Look through the material below and give the number of lines holding "window", with no other words.

Data supplied:
>>>>

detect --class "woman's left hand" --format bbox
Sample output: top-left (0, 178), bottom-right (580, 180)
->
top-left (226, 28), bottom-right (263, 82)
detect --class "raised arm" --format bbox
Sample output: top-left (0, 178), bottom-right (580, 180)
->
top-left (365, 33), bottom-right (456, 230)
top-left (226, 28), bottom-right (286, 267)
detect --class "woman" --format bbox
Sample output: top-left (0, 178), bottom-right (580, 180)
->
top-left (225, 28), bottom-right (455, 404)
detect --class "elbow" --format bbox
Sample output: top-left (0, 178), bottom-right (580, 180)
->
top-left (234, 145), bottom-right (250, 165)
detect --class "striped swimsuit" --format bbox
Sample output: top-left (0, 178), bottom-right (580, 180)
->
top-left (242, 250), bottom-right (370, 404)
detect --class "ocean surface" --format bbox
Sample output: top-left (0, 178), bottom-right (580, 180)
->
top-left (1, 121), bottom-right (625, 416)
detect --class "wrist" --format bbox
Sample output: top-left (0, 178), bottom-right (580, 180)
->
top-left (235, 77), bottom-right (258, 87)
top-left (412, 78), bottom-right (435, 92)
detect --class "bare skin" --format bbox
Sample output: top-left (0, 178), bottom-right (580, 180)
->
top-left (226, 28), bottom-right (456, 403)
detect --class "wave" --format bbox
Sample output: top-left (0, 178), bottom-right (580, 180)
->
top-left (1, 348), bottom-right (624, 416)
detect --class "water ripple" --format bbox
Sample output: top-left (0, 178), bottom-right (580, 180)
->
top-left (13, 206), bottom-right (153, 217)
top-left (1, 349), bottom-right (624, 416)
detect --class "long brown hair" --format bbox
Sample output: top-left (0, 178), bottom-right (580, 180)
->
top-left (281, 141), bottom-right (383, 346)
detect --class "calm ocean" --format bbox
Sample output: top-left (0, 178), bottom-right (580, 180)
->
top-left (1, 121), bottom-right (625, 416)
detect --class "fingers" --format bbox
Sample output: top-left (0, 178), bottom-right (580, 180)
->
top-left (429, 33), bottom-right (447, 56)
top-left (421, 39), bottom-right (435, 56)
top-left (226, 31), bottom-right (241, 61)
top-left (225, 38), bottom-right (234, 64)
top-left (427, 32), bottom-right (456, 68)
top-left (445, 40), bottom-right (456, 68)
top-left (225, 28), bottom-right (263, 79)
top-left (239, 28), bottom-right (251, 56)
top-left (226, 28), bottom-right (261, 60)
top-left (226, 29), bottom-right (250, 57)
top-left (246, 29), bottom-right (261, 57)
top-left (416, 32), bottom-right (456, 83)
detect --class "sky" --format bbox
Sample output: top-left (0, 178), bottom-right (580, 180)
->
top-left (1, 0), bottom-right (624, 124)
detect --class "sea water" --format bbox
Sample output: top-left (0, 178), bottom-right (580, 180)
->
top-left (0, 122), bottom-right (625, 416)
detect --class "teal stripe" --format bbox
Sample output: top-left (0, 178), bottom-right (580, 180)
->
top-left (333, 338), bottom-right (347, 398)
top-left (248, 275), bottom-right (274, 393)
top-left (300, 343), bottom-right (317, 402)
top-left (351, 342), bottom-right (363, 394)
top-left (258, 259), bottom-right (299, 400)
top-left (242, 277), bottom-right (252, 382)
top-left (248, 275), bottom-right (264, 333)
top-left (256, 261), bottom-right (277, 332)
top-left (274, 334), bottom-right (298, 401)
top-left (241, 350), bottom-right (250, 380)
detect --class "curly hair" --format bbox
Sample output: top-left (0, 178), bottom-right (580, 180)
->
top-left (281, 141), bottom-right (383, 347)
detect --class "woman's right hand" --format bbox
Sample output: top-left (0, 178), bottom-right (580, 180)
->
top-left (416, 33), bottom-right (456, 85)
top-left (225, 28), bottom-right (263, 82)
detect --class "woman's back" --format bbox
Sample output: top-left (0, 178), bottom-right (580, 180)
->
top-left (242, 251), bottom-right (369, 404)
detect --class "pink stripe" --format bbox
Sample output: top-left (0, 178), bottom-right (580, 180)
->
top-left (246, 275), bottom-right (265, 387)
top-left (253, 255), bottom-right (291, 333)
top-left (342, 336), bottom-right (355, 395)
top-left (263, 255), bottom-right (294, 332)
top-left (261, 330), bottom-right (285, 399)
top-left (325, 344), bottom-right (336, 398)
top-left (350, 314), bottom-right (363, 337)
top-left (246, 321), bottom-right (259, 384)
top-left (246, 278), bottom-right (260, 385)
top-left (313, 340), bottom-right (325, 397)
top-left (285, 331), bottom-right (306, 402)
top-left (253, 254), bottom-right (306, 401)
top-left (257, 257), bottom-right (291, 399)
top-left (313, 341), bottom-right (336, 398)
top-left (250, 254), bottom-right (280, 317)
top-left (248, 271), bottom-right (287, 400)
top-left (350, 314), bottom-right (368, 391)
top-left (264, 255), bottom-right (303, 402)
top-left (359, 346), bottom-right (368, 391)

<<<<
>>>>

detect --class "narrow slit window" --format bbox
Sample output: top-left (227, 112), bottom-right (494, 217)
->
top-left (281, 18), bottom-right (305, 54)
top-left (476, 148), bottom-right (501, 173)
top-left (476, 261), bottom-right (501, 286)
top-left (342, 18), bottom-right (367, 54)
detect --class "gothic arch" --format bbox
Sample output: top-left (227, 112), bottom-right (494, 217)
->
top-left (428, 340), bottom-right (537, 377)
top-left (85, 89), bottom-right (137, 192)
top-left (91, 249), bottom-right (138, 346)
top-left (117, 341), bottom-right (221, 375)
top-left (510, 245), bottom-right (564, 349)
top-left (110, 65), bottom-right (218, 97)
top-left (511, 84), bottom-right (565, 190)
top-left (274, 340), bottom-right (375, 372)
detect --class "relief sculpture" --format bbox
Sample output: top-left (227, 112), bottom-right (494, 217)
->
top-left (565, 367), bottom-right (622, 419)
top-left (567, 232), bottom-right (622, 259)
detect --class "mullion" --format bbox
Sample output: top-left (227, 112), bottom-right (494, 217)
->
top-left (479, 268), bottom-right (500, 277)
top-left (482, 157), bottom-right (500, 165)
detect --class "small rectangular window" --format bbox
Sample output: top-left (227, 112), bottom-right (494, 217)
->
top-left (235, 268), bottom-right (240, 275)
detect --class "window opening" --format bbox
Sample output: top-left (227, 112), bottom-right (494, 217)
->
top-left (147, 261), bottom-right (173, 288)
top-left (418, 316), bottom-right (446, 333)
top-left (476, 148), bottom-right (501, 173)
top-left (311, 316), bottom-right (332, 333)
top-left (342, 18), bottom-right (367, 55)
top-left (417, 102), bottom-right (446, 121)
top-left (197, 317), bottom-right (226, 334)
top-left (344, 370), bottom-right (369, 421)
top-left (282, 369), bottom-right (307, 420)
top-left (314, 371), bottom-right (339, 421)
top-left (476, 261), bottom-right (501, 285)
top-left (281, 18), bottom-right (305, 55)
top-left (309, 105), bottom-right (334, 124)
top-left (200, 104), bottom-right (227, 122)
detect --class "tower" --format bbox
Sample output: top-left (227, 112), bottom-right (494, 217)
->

<<<<

Exercise result:
3